## EXERCISE MATERIALS
-- Start --

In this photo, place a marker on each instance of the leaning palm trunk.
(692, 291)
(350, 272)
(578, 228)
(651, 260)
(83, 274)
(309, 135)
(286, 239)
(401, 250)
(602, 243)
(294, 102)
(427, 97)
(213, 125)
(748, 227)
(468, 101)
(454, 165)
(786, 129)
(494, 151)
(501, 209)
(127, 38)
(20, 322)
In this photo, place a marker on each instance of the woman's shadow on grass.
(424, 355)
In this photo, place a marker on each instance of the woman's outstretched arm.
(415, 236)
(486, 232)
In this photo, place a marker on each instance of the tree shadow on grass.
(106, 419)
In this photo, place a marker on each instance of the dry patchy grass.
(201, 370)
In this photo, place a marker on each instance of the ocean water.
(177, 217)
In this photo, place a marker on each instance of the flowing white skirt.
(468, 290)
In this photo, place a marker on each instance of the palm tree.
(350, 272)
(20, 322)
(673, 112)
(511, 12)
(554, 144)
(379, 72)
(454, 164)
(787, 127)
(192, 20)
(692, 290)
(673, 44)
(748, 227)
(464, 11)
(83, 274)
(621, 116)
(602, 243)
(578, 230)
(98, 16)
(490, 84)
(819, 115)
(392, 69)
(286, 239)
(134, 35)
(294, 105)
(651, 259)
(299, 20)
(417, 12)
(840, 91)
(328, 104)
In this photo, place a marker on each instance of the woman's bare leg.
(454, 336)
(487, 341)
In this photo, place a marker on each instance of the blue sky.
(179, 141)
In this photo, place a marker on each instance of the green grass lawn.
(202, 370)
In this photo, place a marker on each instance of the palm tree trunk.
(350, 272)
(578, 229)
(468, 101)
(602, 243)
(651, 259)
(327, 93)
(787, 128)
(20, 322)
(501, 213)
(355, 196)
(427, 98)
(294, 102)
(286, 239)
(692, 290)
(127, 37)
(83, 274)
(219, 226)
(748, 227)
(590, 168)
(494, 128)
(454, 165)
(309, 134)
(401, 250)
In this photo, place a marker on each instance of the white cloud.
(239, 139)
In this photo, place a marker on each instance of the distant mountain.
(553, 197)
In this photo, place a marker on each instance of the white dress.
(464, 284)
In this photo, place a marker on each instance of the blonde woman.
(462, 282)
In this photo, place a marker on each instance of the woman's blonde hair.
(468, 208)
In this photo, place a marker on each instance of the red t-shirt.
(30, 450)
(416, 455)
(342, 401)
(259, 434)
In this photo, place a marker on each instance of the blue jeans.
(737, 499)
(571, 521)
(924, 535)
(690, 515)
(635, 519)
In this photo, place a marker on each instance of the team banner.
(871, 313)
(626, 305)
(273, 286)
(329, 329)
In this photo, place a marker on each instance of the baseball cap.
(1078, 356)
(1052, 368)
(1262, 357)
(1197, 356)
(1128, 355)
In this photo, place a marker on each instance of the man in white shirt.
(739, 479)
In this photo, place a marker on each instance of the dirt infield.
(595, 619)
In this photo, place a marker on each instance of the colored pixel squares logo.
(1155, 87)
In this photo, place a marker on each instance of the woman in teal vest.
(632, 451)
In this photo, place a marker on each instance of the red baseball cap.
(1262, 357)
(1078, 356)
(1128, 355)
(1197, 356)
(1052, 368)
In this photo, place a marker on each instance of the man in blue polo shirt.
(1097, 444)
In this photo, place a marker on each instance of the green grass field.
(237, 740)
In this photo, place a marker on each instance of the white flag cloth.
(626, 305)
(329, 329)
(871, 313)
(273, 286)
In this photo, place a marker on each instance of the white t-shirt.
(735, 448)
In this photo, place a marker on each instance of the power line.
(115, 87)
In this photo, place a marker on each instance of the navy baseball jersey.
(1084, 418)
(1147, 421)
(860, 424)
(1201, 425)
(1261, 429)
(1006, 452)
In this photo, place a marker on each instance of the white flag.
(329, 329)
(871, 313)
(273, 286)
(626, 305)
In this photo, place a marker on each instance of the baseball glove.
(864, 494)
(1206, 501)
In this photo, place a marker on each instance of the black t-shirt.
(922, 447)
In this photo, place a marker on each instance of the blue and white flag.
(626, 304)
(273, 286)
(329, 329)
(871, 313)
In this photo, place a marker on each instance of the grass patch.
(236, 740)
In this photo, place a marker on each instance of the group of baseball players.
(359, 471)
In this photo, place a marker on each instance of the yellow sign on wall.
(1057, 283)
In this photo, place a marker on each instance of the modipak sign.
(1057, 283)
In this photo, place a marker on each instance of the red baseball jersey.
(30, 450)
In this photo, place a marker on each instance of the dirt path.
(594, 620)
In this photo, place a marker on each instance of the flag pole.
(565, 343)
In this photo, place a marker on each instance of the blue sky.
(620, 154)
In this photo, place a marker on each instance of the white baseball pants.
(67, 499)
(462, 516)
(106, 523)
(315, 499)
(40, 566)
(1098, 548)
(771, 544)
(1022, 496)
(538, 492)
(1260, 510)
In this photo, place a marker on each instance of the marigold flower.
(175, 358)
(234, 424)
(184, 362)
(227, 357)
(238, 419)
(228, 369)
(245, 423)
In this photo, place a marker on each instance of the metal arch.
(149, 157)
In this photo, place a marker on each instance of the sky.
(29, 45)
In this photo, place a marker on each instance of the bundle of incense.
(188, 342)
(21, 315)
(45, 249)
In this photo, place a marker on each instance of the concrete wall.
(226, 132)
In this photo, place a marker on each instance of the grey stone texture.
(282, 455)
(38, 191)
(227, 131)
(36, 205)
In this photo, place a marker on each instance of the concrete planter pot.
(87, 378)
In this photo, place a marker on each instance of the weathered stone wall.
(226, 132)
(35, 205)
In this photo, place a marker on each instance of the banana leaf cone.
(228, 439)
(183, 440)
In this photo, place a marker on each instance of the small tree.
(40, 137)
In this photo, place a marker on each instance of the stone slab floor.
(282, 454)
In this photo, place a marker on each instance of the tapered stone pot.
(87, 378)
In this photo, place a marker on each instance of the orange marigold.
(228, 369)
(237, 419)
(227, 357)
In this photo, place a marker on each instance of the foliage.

-- End --

## WHAT YOU HAVE TO DO
Every line from the one holding "of the sky." through the final line of the listing must be echoed exactly; leave out all other lines.

## SOLUTION TO THIS PROBLEM
In this photo, place a marker on each instance of the sky.
(29, 45)
In this photo, place a marker on each instance of the bundle of incense.
(188, 342)
(21, 315)
(45, 249)
In this photo, place a marker on each instance of the concrete wall.
(226, 132)
In this photo, place a marker on each instance of the grey stone texture.
(282, 455)
(38, 191)
(227, 131)
(36, 205)
In this photo, place a marker on each instance of the concrete planter pot.
(87, 378)
In this photo, place a marker on each instance of the weathered stone wall.
(226, 132)
(35, 205)
In this photo, place a marker on each instance of the banana leaf cone.
(228, 439)
(183, 440)
In this photo, place a marker on each instance of the small tree.
(40, 137)
In this photo, place a marker on each instance of the stone slab floor.
(282, 454)
In this photo, place a marker on each instance of the tapered stone pot.
(87, 378)
In this photo, place a marker on each instance of the orange marigold.
(228, 369)
(237, 419)
(227, 357)
In this photo, place a marker on each instance of the foliage.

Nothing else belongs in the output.